Reproduce every line of the material below verbatim, with no changes or omissions.

────────────────────────────────────────

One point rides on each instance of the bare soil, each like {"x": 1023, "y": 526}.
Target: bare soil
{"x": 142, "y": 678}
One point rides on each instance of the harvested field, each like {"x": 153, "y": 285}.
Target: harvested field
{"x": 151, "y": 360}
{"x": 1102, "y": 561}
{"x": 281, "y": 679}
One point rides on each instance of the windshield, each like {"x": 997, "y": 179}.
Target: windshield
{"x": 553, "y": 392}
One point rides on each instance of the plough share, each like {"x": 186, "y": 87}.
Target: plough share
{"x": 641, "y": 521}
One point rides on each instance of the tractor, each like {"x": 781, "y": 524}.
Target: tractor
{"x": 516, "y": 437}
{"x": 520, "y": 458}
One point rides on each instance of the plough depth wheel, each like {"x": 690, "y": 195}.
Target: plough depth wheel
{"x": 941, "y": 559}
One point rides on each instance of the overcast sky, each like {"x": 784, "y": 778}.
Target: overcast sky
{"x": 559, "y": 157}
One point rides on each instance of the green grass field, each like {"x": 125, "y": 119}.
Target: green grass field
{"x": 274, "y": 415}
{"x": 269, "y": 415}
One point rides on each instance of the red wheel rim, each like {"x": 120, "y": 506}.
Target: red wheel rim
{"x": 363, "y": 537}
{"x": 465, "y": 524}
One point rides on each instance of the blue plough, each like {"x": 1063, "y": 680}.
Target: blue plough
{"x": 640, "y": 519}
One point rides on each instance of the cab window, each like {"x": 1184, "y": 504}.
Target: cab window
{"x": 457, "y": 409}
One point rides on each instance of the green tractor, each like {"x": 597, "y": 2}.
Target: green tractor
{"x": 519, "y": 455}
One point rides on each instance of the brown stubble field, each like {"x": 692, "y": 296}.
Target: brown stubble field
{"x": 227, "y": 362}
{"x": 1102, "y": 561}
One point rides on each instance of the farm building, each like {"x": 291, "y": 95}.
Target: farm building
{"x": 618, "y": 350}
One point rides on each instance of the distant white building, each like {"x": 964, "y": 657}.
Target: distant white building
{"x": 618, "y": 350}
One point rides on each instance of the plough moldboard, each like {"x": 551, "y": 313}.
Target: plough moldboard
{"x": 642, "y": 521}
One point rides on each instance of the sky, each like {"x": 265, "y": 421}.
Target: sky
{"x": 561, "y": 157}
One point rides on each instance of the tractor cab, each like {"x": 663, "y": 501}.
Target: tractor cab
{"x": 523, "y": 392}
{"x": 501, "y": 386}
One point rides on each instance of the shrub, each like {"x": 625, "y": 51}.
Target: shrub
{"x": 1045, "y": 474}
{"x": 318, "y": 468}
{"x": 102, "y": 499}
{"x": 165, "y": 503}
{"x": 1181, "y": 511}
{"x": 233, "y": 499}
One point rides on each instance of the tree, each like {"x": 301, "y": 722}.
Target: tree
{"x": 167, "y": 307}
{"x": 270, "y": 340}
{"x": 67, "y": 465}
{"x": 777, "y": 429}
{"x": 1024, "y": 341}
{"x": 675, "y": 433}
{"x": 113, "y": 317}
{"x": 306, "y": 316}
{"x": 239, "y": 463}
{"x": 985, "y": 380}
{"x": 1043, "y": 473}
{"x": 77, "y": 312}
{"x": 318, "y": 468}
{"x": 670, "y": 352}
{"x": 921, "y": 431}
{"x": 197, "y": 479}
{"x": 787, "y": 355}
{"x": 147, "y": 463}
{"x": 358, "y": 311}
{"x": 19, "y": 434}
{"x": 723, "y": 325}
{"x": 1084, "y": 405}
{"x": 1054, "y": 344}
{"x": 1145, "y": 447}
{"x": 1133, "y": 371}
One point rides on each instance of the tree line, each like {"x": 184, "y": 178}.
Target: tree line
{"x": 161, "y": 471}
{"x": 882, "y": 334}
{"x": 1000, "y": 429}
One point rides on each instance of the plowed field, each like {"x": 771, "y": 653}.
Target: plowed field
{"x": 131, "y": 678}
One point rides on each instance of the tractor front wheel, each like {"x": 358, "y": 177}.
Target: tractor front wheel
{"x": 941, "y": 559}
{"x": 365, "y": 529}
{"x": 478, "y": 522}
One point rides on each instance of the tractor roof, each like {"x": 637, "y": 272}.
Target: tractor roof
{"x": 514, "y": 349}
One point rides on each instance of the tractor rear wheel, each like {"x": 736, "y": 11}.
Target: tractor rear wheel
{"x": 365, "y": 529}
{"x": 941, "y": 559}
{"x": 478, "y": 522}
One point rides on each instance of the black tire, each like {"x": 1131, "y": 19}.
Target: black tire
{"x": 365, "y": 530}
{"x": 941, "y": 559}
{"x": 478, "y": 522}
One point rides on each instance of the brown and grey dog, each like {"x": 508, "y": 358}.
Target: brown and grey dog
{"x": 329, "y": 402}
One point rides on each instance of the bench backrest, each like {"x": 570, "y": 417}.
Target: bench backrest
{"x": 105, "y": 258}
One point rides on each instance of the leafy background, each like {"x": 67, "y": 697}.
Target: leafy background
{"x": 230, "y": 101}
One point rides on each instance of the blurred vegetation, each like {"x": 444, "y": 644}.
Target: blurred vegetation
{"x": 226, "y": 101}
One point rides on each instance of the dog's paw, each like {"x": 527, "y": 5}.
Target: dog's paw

────────────────────────────────────────

* [Result of the exercise]:
One point rides on each instance of the bare soil, each like {"x": 1023, "y": 526}.
Target: bare soil
{"x": 142, "y": 678}
One point rides on each instance of the harvested field, each like {"x": 153, "y": 285}.
Target: harvested field
{"x": 151, "y": 360}
{"x": 1102, "y": 561}
{"x": 281, "y": 679}
One point rides on each instance of the windshield, each like {"x": 997, "y": 179}.
Target: windshield
{"x": 553, "y": 392}
One point rides on each instance of the plough share, each like {"x": 186, "y": 87}.
Target: plough share
{"x": 641, "y": 521}
One point rides on each instance of the tractor, each like {"x": 781, "y": 524}.
Target: tractor
{"x": 516, "y": 437}
{"x": 520, "y": 458}
One point rides on each instance of the plough depth wheel, each like {"x": 690, "y": 195}.
Target: plough depth wheel
{"x": 941, "y": 559}
One point rides on each instance of the overcast sky, each like {"x": 784, "y": 778}.
Target: overcast sky
{"x": 559, "y": 157}
One point rides on each instance of the green grass field, each like {"x": 125, "y": 119}.
Target: green grass field
{"x": 274, "y": 415}
{"x": 269, "y": 415}
One point rides on each instance of the red wheel rim, each like {"x": 120, "y": 506}.
Target: red wheel rim
{"x": 363, "y": 537}
{"x": 465, "y": 524}
One point rides on each instance of the blue plough, each like {"x": 1063, "y": 680}.
Target: blue plough
{"x": 640, "y": 519}
One point rides on each instance of the cab window, each like {"x": 1184, "y": 504}.
Target: cab window
{"x": 457, "y": 409}
One point rides on each instance of the green tractor, each like {"x": 597, "y": 2}.
Target: green tractor
{"x": 519, "y": 455}
One point rides on each instance of the brown stubble field, each like {"x": 692, "y": 296}.
Target: brown stubble field
{"x": 227, "y": 362}
{"x": 1102, "y": 561}
One point rides on each instance of the farm building, each like {"x": 291, "y": 95}.
Target: farm building
{"x": 618, "y": 350}
One point rides on each instance of the distant white building, each like {"x": 964, "y": 657}.
Target: distant white building
{"x": 618, "y": 350}
One point rides on each instance of the plough moldboard, each like {"x": 551, "y": 313}.
Target: plough moldboard
{"x": 642, "y": 521}
One point rides on each instance of the sky, each like {"x": 265, "y": 421}.
Target: sky
{"x": 561, "y": 157}
One point rides on each instance of the tractor cab, each like {"x": 663, "y": 501}.
Target: tractor cab
{"x": 523, "y": 392}
{"x": 501, "y": 386}
One point rides on each instance of the shrub, each like {"x": 625, "y": 51}.
Target: shrub
{"x": 1045, "y": 474}
{"x": 318, "y": 468}
{"x": 102, "y": 499}
{"x": 165, "y": 503}
{"x": 1181, "y": 511}
{"x": 233, "y": 499}
One point rides on each instance of the tree, each like {"x": 301, "y": 722}.
Target: tree
{"x": 167, "y": 307}
{"x": 270, "y": 340}
{"x": 67, "y": 465}
{"x": 777, "y": 429}
{"x": 1024, "y": 341}
{"x": 675, "y": 433}
{"x": 113, "y": 317}
{"x": 306, "y": 316}
{"x": 239, "y": 463}
{"x": 985, "y": 380}
{"x": 1043, "y": 473}
{"x": 77, "y": 312}
{"x": 318, "y": 468}
{"x": 670, "y": 352}
{"x": 921, "y": 431}
{"x": 197, "y": 479}
{"x": 787, "y": 355}
{"x": 147, "y": 463}
{"x": 358, "y": 311}
{"x": 19, "y": 434}
{"x": 723, "y": 325}
{"x": 1084, "y": 405}
{"x": 1054, "y": 344}
{"x": 1145, "y": 447}
{"x": 1133, "y": 371}
One point rides on each instance of the tree line, each like {"x": 184, "y": 178}.
Target: tree line
{"x": 161, "y": 471}
{"x": 882, "y": 334}
{"x": 1000, "y": 429}
One point rides on each instance of the plowed field, each like {"x": 771, "y": 653}.
Target: plowed field
{"x": 131, "y": 678}
One point rides on each instance of the tractor front wheel, each like {"x": 358, "y": 177}.
Target: tractor front wheel
{"x": 941, "y": 559}
{"x": 365, "y": 529}
{"x": 478, "y": 522}
One point rides on each instance of the tractor roof, each like {"x": 637, "y": 272}.
Target: tractor roof
{"x": 514, "y": 349}
One point rides on each instance of the tractor rear wheel, each like {"x": 736, "y": 11}.
Target: tractor rear wheel
{"x": 365, "y": 529}
{"x": 941, "y": 559}
{"x": 478, "y": 522}
One point rides on each instance of the black tire, each like {"x": 1131, "y": 19}.
Target: black tire
{"x": 365, "y": 530}
{"x": 941, "y": 559}
{"x": 478, "y": 522}
One point rides on each instance of the brown and grey dog, each like {"x": 508, "y": 358}.
Target: brown and grey dog
{"x": 329, "y": 402}
One point rides on each instance of the bench backrest, each like {"x": 570, "y": 417}.
Target: bench backrest
{"x": 105, "y": 258}
One point rides on each instance of the leafy background, each like {"x": 67, "y": 697}.
Target: leafy background
{"x": 230, "y": 101}
One point rides on each instance of the blurred vegetation, each like {"x": 444, "y": 644}.
Target: blurred vegetation
{"x": 226, "y": 101}
One point rides on each instance of the dog's paw, each like {"x": 527, "y": 5}.
Target: dog's paw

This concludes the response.